PROBLEM STATEMENT —
Could you give the data below again, exactly and completely?

>> start RECORDED DATA

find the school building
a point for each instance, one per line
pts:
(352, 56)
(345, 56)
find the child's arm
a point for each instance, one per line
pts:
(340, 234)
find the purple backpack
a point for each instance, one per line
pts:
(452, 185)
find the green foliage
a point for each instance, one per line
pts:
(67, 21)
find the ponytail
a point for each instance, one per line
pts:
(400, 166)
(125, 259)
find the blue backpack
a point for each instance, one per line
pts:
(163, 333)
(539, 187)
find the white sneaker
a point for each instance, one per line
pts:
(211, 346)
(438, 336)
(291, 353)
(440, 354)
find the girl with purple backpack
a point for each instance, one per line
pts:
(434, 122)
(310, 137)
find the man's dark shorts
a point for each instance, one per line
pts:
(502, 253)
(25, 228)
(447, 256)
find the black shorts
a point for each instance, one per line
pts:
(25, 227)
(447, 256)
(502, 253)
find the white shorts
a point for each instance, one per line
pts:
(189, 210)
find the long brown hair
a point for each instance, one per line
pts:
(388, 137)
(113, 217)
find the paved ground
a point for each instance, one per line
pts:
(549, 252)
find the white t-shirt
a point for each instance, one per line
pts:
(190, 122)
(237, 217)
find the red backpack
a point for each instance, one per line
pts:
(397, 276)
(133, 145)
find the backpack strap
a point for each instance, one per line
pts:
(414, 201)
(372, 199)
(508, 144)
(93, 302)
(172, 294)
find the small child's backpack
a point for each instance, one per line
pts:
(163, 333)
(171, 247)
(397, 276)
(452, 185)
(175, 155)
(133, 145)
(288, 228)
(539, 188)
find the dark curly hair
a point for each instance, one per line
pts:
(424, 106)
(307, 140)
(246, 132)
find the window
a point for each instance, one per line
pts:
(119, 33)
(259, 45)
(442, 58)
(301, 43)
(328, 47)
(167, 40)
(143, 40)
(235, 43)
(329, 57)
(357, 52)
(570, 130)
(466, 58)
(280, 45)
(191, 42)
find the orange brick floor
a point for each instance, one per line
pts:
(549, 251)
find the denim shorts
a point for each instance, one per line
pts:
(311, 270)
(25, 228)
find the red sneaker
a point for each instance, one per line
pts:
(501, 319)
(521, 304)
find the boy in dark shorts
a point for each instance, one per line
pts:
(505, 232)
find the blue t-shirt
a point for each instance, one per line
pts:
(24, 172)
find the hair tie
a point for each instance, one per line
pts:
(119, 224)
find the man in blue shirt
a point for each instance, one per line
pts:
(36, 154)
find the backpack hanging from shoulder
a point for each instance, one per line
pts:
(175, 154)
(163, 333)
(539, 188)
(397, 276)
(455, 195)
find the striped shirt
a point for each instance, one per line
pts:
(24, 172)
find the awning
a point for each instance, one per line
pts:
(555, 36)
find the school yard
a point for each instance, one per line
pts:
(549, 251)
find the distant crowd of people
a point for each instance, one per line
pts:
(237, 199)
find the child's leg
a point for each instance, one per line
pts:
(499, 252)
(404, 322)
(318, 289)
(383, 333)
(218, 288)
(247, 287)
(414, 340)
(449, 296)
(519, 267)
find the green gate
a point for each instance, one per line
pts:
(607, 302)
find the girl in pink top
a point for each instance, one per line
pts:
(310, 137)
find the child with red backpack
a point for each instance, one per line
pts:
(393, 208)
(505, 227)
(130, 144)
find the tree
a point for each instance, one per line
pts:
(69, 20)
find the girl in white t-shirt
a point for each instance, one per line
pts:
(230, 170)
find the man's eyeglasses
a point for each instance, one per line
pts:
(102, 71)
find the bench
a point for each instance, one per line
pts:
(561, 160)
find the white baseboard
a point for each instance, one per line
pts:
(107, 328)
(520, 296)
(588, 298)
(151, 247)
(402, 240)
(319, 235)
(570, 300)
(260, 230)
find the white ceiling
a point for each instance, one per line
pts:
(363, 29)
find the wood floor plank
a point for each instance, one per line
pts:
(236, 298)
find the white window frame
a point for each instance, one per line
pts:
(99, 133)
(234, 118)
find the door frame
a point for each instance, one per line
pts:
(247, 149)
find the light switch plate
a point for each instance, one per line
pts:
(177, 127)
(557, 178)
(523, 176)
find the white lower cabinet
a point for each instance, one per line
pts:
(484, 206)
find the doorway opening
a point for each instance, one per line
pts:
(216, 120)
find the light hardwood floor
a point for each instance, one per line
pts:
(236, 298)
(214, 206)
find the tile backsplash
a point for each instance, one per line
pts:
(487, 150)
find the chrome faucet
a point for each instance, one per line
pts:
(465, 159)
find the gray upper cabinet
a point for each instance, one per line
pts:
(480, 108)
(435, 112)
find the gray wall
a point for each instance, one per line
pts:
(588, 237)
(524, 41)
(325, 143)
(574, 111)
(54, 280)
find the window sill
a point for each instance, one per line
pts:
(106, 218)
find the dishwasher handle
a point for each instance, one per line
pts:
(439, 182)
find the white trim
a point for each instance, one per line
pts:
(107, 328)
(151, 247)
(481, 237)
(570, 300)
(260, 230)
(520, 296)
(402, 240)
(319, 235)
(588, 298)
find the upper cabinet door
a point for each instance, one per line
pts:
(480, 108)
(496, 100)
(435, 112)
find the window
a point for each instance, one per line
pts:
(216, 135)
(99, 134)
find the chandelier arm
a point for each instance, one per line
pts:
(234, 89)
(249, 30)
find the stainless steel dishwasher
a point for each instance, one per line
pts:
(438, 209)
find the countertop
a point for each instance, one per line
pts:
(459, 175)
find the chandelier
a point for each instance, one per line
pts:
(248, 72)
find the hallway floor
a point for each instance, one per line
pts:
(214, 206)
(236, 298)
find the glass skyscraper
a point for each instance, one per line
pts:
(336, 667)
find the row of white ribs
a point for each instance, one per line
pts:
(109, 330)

>> end RECORDED DATA

TASK RESULT —
find the school building
a point for each instance, one per line
pts:
(352, 56)
(345, 56)
find the child's arm
a point for each instance, one per line
pts:
(340, 234)
find the purple backpack
a point for each instance, one per line
pts:
(452, 185)
find the green foliage
a point for each instance, one per line
pts:
(67, 21)
find the ponytail
a point for each instance, one per line
pts:
(400, 166)
(125, 259)
find the blue backpack
a point for each instance, one per line
pts:
(163, 333)
(539, 187)
find the white sneaker
a point for each instance, one per line
pts:
(211, 346)
(438, 336)
(291, 353)
(440, 354)
find the girl with purple backpack
a point for each instance, one per line
pts:
(434, 122)
(310, 137)
find the man's dark shorts
a point for each instance, one per line
pts:
(502, 253)
(25, 228)
(447, 256)
find the black shorts
a point for each instance, one per line
pts:
(25, 227)
(447, 256)
(502, 253)
find the white shorts
a point for each instance, one per line
pts:
(189, 210)
find the long brown hair
a point for each instance, one per line
pts:
(388, 137)
(113, 217)
find the paved ground
a point for each instance, one per line
pts:
(549, 252)
find the white t-shirt
a point for each instance, one per line
pts:
(190, 122)
(237, 217)
find the red backpack
a point for each instance, one per line
pts:
(397, 276)
(133, 145)
find the backpack strap
a point for each instance, one per line
pts:
(414, 201)
(372, 199)
(508, 144)
(93, 302)
(172, 294)
find the small child's backpack
a point for each instance, one per line
pts:
(163, 333)
(171, 247)
(397, 276)
(452, 185)
(175, 155)
(133, 145)
(288, 228)
(539, 188)
find the dark curly hair
a point for each instance, one per line
pts:
(424, 106)
(307, 140)
(246, 132)
find the window
a point for each instance, one per line
pts:
(119, 33)
(259, 45)
(442, 58)
(301, 43)
(328, 47)
(167, 40)
(143, 40)
(235, 43)
(329, 57)
(357, 52)
(570, 130)
(466, 58)
(280, 45)
(191, 42)
find the orange brick floor
a point for each instance, one per line
pts:
(549, 251)
find the denim shorts
a point for each instance, one per line
pts:
(311, 270)
(25, 228)
find the red sneaker
a point for each instance, one per line
pts:
(501, 319)
(521, 304)
find the boy in dark shorts
a point for each instance, one per line
pts:
(505, 232)
find the blue t-shirt
a point for each instance, one per line
pts:
(24, 172)
find the hair tie
a point for each instance, one per line
pts:
(119, 224)
find the man in blue shirt
a point for each instance, one per line
pts:
(36, 154)
find the backpack hanging from shoulder
a point for each instance, one per line
pts:
(175, 154)
(163, 333)
(539, 188)
(397, 276)
(455, 195)
find the striped shirt
a point for each instance, one per line
pts:
(24, 172)
find the awning
a point for each instance, one per line
pts:
(555, 36)
find the school yard
a point for each instance, one per line
pts:
(549, 251)
find the distant crowd of people
a point for each instance, one per line
pts:
(237, 199)
find the child's leg
a point for each instance, one per line
pts:
(499, 252)
(404, 322)
(318, 289)
(383, 333)
(218, 288)
(247, 287)
(414, 340)
(449, 296)
(519, 267)
find the green gate
a point for each instance, one per line
pts:
(607, 302)
find the girl in pink top
a point for each instance, one per line
pts:
(310, 137)
find the child with red backpack
a point for each instance, one per line
pts:
(393, 208)
(505, 227)
(130, 144)
find the tree
a point for each instance, one per line
pts:
(69, 20)
find the girl in white t-shirt
a point for each instance, one per line
pts:
(230, 170)
find the man's eyeglasses
a point for each instance, one per line
pts:
(102, 71)
find the bench
a point for each instance, one per line
pts:
(561, 160)
find the white baseboard
a point for each instance, one per line
pts:
(107, 328)
(520, 296)
(588, 298)
(151, 247)
(402, 240)
(319, 235)
(570, 300)
(260, 230)
find the white ceiling
a point for each instance, one per line
pts:
(363, 29)
find the wood floor plank
a point for each instance, one per line
pts:
(236, 298)
find the white window frame
a point for each instance, one per line
pts:
(99, 133)
(234, 118)
find the door frame
a point for each instance, one per line
pts:
(247, 149)
find the light switch plate
a point for each instance, one per line
pts:
(177, 127)
(557, 178)
(523, 176)
find the white lower cabinet
a point for each instance, one per line
pts:
(484, 206)
find the doorway opening
a point for each instance, one per line
pts:
(216, 120)
find the light hardwood floor
a point for each instance, one per line
pts:
(236, 298)
(214, 206)
find the tile backsplash
a point for each instance, one per line
pts:
(487, 150)
find the chrome faucet
a point for each instance, one per line
pts:
(465, 159)
find the gray upper cabinet
a point for each instance, one per line
pts:
(480, 108)
(435, 112)
find the gray wall
a point for each instance, one per line
pts:
(588, 237)
(524, 41)
(325, 143)
(574, 111)
(54, 280)
find the window sill
a point for each instance, one per line
pts:
(106, 218)
find the dishwasher handle
a point for each instance, one per line
pts:
(439, 182)
find the white trim
a point for each instance, one per line
pts:
(107, 328)
(151, 247)
(481, 237)
(570, 300)
(260, 230)
(520, 296)
(402, 240)
(319, 235)
(588, 298)
find the upper cabinet door
a point for each instance, one per line
pts:
(480, 108)
(496, 100)
(435, 112)
find the window
a point for each instance, one per line
pts:
(216, 135)
(99, 134)
find the chandelier arm
a point for each instance, one per line
pts:
(234, 89)
(249, 30)
find the stainless steel dishwasher
a point for each instance, one per line
pts:
(438, 209)
find the countertop
a point for each instance, one per line
pts:
(459, 175)
find the chandelier
a point for each instance, one per line
pts:
(248, 72)
find the hallway floor
a point for each instance, one per line
pts:
(214, 206)
(236, 298)
find the glass skyscraper
a point for each instance, one per line
pts:
(336, 667)
find the row of white ribs
a point for each instance, one per line
pts:
(109, 330)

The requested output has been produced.